-- INFORMATION PROVIDED --

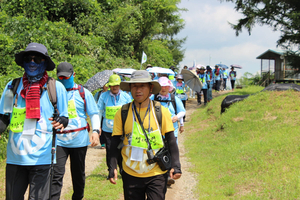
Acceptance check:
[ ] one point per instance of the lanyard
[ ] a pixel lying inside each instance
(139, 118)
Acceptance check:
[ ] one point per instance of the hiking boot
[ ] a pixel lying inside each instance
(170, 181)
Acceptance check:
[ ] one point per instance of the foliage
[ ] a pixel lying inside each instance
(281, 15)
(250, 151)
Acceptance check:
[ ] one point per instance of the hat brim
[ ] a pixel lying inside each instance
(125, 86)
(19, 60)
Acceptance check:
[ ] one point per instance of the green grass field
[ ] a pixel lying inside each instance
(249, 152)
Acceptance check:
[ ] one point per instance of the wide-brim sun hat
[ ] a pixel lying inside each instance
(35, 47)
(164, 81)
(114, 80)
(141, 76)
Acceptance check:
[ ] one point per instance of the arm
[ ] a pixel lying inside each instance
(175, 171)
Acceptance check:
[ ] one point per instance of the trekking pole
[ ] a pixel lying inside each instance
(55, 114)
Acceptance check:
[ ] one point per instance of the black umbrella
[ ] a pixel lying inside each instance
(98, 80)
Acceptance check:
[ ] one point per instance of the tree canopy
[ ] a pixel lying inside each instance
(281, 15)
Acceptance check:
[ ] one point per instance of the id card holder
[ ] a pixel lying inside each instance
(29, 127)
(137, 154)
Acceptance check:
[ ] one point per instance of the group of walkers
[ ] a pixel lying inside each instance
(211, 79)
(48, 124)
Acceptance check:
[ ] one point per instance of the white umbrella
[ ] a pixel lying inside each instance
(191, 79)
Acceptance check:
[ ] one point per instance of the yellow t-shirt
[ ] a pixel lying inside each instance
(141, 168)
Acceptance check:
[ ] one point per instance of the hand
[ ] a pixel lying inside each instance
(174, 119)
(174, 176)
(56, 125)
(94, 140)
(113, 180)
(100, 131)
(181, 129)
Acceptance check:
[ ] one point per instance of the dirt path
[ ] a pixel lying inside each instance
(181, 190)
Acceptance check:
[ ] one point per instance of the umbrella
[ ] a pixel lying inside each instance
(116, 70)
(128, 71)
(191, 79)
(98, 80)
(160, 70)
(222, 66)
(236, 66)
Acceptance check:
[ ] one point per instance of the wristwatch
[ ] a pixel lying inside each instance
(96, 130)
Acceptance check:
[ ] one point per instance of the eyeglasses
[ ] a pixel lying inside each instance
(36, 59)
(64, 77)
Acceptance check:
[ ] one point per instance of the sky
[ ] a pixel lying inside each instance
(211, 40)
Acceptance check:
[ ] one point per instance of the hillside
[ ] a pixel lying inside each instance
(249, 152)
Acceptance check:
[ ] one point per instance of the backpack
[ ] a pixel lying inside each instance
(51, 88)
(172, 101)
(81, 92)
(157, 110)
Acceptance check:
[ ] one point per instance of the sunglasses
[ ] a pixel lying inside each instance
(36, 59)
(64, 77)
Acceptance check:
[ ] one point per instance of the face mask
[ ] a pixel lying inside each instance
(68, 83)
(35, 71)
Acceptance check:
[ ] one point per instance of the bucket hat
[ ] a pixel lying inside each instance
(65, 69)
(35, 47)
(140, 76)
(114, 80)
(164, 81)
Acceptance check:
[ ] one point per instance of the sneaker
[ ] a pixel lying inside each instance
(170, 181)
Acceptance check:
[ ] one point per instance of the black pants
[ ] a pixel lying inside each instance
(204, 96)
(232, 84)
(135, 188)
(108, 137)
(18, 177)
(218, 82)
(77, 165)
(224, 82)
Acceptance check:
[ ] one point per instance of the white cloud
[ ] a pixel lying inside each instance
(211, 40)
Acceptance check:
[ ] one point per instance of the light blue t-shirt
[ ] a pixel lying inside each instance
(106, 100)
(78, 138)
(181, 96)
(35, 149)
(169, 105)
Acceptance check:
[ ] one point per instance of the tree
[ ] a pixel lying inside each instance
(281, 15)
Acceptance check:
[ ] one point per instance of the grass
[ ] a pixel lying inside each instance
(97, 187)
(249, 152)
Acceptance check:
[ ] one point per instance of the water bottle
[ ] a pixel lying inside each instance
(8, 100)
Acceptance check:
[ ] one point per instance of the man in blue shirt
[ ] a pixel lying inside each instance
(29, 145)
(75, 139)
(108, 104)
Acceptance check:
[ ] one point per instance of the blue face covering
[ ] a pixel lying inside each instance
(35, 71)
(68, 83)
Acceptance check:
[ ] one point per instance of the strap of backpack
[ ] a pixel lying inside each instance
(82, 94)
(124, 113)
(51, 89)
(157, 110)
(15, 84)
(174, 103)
==
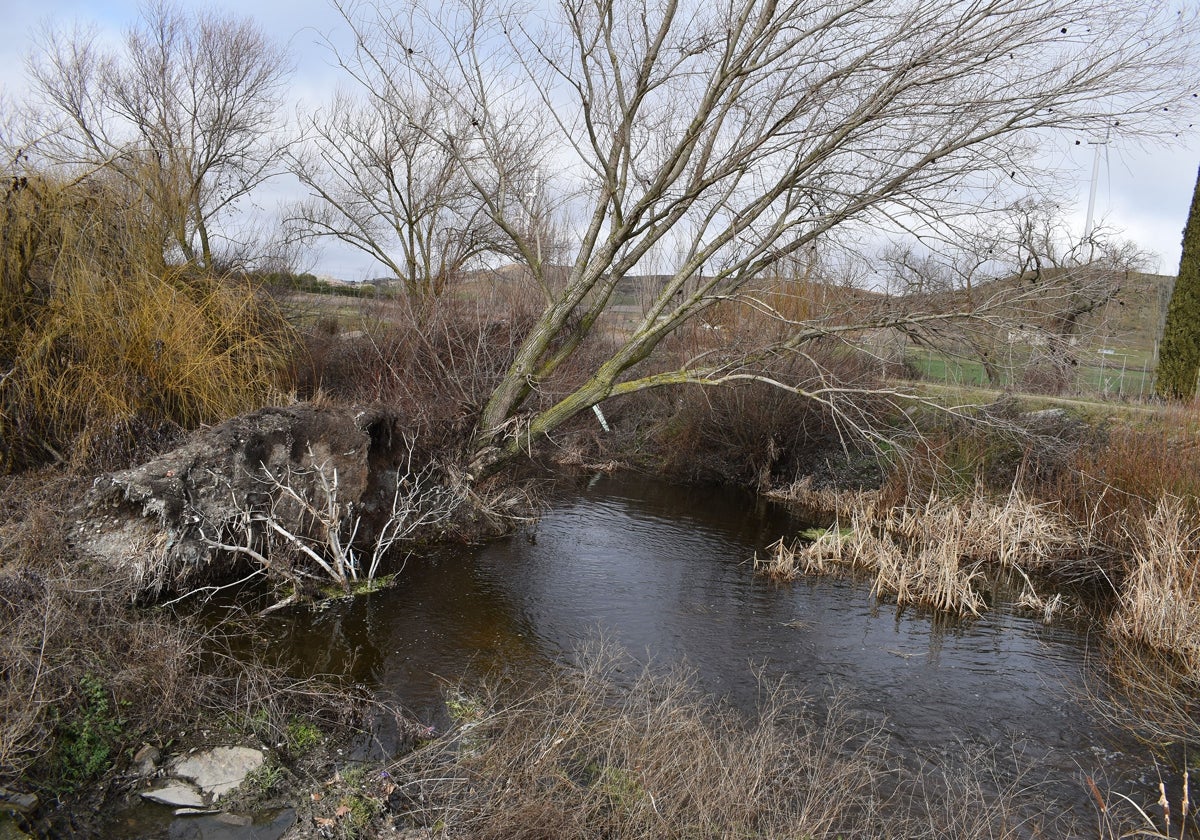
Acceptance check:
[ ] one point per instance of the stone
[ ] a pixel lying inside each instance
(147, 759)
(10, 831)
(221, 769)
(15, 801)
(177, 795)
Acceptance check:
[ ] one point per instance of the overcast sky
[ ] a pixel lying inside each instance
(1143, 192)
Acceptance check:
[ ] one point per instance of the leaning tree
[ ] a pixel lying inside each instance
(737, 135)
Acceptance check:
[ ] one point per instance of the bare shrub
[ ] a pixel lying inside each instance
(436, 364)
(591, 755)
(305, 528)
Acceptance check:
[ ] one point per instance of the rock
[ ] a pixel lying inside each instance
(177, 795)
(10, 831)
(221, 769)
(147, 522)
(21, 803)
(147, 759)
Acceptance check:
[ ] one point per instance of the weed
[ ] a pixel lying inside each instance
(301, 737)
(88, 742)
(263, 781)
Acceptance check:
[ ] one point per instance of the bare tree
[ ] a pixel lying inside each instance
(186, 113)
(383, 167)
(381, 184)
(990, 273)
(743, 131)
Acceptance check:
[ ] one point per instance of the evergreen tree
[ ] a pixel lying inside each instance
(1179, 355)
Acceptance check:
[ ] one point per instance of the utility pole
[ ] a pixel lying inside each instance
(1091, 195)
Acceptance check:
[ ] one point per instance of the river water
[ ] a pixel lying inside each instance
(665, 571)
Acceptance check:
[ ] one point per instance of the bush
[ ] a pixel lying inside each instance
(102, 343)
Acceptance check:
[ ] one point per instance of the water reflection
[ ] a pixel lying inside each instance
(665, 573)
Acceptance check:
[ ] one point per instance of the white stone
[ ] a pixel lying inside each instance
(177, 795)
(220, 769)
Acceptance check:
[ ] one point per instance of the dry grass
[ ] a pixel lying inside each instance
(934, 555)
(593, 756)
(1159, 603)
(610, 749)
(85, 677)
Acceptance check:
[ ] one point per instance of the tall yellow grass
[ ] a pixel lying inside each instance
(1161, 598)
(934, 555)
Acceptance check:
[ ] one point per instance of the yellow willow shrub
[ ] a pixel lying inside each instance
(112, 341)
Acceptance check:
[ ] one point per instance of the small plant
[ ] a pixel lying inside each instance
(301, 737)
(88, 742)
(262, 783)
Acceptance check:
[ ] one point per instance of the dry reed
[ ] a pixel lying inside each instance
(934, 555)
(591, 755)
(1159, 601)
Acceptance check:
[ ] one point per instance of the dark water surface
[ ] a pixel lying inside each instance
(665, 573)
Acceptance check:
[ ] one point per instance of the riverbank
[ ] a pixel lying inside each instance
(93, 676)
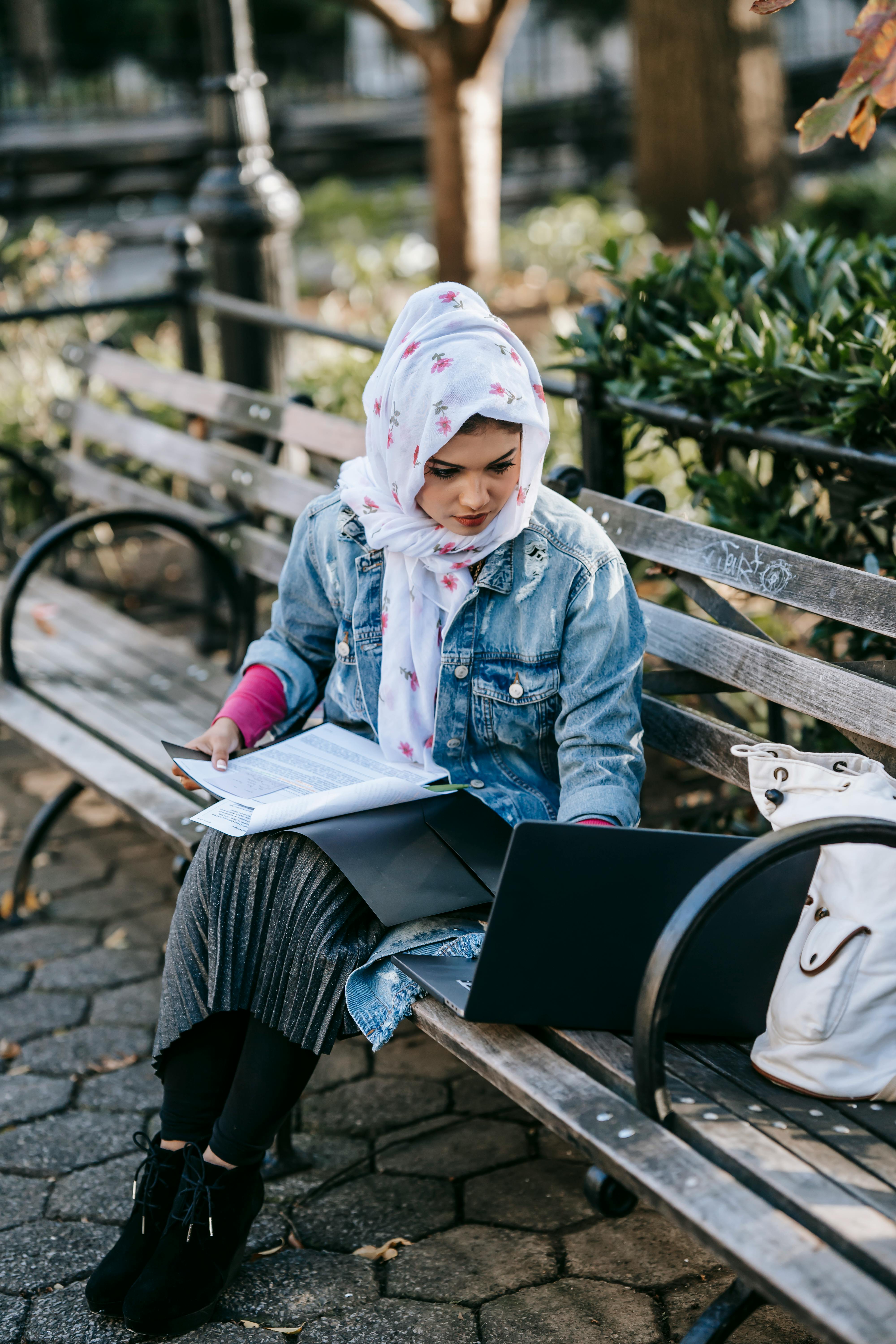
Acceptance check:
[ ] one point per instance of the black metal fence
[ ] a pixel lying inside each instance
* * *
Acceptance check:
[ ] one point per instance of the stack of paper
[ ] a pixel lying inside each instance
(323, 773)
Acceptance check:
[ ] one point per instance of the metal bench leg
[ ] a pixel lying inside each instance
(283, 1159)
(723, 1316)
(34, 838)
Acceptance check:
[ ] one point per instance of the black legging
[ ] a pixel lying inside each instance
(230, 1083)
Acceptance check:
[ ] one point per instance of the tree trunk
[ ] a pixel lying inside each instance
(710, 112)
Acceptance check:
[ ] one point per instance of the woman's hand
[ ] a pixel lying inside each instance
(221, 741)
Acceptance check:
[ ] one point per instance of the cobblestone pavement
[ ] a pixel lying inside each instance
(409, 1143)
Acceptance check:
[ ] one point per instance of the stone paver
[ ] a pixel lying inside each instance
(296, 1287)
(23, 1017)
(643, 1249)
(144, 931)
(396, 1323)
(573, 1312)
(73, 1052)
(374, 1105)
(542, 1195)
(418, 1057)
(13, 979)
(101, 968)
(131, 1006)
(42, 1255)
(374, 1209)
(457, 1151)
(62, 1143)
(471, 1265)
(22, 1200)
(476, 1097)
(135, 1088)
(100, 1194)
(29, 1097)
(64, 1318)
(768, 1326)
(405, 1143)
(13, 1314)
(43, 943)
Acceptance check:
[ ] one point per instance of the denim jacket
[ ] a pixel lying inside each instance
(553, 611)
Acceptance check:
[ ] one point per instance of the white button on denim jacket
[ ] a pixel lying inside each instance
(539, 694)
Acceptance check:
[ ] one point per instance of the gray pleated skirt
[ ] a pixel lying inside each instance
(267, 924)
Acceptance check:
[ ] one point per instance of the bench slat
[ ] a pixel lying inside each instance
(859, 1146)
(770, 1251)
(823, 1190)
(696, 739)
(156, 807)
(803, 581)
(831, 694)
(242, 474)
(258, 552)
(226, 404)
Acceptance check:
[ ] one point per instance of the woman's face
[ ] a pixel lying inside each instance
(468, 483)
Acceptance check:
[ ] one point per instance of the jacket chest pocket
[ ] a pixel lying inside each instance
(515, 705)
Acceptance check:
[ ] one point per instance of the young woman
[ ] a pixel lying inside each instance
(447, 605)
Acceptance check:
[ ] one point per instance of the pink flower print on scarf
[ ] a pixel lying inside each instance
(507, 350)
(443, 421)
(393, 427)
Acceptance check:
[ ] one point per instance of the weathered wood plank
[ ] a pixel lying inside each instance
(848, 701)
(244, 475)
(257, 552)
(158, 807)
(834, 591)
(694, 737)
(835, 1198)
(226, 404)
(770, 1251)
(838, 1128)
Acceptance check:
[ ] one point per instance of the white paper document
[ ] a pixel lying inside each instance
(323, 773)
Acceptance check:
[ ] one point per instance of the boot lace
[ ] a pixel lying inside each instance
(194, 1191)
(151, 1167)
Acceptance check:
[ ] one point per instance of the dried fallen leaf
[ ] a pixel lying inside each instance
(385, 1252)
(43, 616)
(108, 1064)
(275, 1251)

-- TASK DESCRIPTION --
Output, from the data above, the lines from the line with "[ ] one point per instance of the wide-brim" to the line with "[ ] one point per instance of the trekking" exactly as they stand, both ends included and nothing else.

-- RESPONSE TO THE EXERCISE --
[ ] one point per instance of the wide-brim sun hat
[ ] a pixel lying inside each instance
(35, 47)
(164, 81)
(114, 80)
(141, 76)
Acceptance check:
[ ] one point per instance of the arm
[ ] a pixel lying inside each instance
(175, 171)
Acceptance check:
[ ] one point per instance of the trekking pole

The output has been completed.